• [Extract to read]:
Geography
- Location: Statesboro, Georgia, United States
- Coordinates: 32°26′40″N 81°45′28″W﻿ / ﻿32.44434°N 81.75774°W

History
- Founded: 1971

Links
- Website: www.willingway.com
- Lists: Hospitals in Georgia

= Willingway Hospital =

Willingway, located in Statesboro, Georgia, is a privately owned Substance Use Disorder facility which specializes in treating alcoholism and drug addiction. The treatment modality at Willingway is based on the principles of the twelve-step program, Alcoholics Anonymous. It is referred to by many as "The Betty Ford Center of the South."

==Programs==
Willingway offers the following levels of care:
- Detoxification – A patient is medically detoxed from all mood-changing chemicals in a unit similar to that of an intensive care unit at a general hospital. Willingway is equipped to successfully detox patients from notoriously difficult chemicals like Methadone, Oxycontin, Valium, and Xanax.
- Inpatient/Residential – After completing detox, patients are then moved to the second phase of treatment where they are given an individual counselor and begin to identify problems they may encounter on the path to long-term recovery as well as the solutions that accompany them. They learn to incorporate the principles of the AA program into all areas of their lives.

• [Work to be completed]:
Answer these from the hospital text:
(a) In what year was Willingway founded?
(b) Which twelve-step program is Willingway's treatment modality based on?
(c) What are patients given when they move to the inpatient/residential phase?
The entries after this point are separate material, unrelated to the hospital text.

• [Source material]:
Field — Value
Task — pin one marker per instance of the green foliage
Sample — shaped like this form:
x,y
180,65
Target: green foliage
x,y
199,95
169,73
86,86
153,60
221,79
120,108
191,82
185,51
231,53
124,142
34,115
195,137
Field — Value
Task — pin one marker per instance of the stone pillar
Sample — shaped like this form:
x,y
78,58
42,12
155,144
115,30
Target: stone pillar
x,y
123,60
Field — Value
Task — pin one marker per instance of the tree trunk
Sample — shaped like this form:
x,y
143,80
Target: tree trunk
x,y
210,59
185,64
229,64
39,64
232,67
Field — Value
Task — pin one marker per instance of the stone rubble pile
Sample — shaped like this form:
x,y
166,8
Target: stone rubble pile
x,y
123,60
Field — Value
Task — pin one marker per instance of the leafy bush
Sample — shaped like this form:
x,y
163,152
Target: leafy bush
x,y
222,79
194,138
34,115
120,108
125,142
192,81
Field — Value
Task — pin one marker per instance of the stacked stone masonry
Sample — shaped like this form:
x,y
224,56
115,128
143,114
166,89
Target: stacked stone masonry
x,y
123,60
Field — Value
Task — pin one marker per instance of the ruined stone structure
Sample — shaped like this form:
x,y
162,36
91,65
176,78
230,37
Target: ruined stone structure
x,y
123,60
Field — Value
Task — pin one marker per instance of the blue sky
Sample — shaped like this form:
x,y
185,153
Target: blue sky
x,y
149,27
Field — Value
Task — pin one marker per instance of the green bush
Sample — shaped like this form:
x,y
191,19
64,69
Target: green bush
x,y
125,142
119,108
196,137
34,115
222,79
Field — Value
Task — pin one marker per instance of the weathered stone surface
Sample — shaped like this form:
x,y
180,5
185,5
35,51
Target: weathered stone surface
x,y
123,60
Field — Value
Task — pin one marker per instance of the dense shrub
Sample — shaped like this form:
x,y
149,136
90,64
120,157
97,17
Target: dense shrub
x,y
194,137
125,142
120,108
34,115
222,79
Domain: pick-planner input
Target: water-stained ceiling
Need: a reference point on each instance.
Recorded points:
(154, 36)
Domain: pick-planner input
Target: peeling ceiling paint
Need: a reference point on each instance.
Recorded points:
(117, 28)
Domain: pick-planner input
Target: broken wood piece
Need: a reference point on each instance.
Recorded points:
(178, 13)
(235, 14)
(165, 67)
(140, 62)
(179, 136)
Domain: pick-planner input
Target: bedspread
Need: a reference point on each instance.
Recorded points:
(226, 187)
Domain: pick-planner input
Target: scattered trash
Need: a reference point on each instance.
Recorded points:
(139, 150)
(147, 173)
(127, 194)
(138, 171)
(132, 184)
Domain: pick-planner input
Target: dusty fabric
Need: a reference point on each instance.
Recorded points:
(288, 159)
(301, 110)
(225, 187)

• [Completed exercise]:
(a) 1971
(b) Alcoholics Anonymous
(c) An individual counselor